§ Excerpt to read:
================================
Medical Student Oriented

Tetanus are Anaerobic! Can Oxygen infusion into the wound, heal tetanus?

Think about it for a moment! Then look for the answer.

.

.

.

.

.

.

.

The rationale here is, the anaerobic bacteria of the Clostridium tetanii should be destroyed in the presence of Oxygen because they are Obligate anaerobes.

Cool, so we are clear on it. So what is the issue with infusing oxygen into the wound of suspected Tetanus infection? Oxygen should destroy the bacteria and the patient should get well, right?

Unfortunately that is not the case! It doesn’t happen that way! But why? Let’s get clear on the pathophysiology of Tetanus.

  1. The clinical s/sx of tetanus don’t manifest because of the bacteria. But because of the Neurotoxin that the vegetative cells of  C. tetani makes. (The spread of the bacteria itself is very slow)
  2. Vegetative cells of C. tetani makes spores. These spores can get into the wound and germinate in favorable conditions. And yield vegetative cells which can again make the Neurotoxin.

But reason why the Oxygen can’t stop tetanus is, that Oxygen has NO effect on the spores. Therefore even if the infused oxygen will destroy the vegetative bacteria, as soon as it is stopped, the spores will germinate and continue the process.

But bleeding from the wound has a better prognosis. Because bleeding gives oxygen to the site. Dafaq, right?
================================
§ Task item:
According to the text on tetanus, why can't oxygen infused into the wound stop tetanus?

[Stored data entries]
================================
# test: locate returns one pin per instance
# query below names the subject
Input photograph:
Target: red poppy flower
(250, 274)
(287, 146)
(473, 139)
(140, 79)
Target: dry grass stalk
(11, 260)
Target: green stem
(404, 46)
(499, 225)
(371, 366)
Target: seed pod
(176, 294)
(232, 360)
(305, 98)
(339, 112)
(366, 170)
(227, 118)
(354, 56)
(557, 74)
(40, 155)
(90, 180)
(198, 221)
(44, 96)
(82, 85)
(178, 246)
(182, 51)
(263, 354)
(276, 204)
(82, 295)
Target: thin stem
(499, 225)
================================
§ Answer to the problem:
Oxygen has no effect on the spores, so once the infusion stops, the spores germinate and the process continues.